*** Data in this exercise ***

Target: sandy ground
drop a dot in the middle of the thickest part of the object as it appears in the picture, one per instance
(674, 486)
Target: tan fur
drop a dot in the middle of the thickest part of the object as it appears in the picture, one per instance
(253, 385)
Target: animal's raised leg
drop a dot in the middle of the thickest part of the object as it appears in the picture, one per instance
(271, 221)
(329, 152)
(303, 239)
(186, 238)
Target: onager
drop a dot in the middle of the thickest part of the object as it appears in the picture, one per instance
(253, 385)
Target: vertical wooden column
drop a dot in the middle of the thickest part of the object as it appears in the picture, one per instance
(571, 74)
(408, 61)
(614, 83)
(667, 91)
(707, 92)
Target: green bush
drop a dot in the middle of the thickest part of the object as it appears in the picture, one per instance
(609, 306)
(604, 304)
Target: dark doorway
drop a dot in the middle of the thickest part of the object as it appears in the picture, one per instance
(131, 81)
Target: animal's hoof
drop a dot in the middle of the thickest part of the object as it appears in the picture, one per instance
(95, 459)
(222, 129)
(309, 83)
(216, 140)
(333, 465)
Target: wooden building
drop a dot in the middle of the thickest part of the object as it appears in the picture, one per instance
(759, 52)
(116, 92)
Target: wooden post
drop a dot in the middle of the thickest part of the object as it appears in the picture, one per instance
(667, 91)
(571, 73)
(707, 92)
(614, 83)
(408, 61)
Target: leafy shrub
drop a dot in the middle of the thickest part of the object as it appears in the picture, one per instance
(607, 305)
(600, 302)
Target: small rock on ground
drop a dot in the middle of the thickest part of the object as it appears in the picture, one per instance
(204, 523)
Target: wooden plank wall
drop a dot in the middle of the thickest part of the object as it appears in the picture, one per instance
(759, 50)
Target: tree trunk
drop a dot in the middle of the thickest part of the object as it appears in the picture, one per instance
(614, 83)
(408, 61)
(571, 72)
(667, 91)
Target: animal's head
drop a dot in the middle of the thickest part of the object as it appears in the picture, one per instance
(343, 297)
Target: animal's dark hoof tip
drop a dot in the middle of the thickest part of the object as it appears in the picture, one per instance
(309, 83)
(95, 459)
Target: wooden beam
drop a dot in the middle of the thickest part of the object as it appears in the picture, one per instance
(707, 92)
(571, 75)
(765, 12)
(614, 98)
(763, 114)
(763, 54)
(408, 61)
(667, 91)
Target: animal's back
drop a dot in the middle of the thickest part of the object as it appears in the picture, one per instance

***

• [Instructions for the task]
The reply should consist solely of the lines above from the one that has "Target: green bush" through the one that has "Target: wooden building", reproduced exactly.

• [Task answer]
Target: green bush
drop a dot in the middle of the thickest part of the object as it appears in the picture, one per instance
(609, 306)
(604, 304)
Target: dark doorway
drop a dot in the middle of the thickest part of the object as it appears in the picture, one per instance
(131, 81)
Target: animal's hoof
drop a dot in the middle of the thickest part of the object as it appears in the picture, one per instance
(95, 459)
(222, 129)
(309, 83)
(216, 140)
(333, 465)
Target: wooden building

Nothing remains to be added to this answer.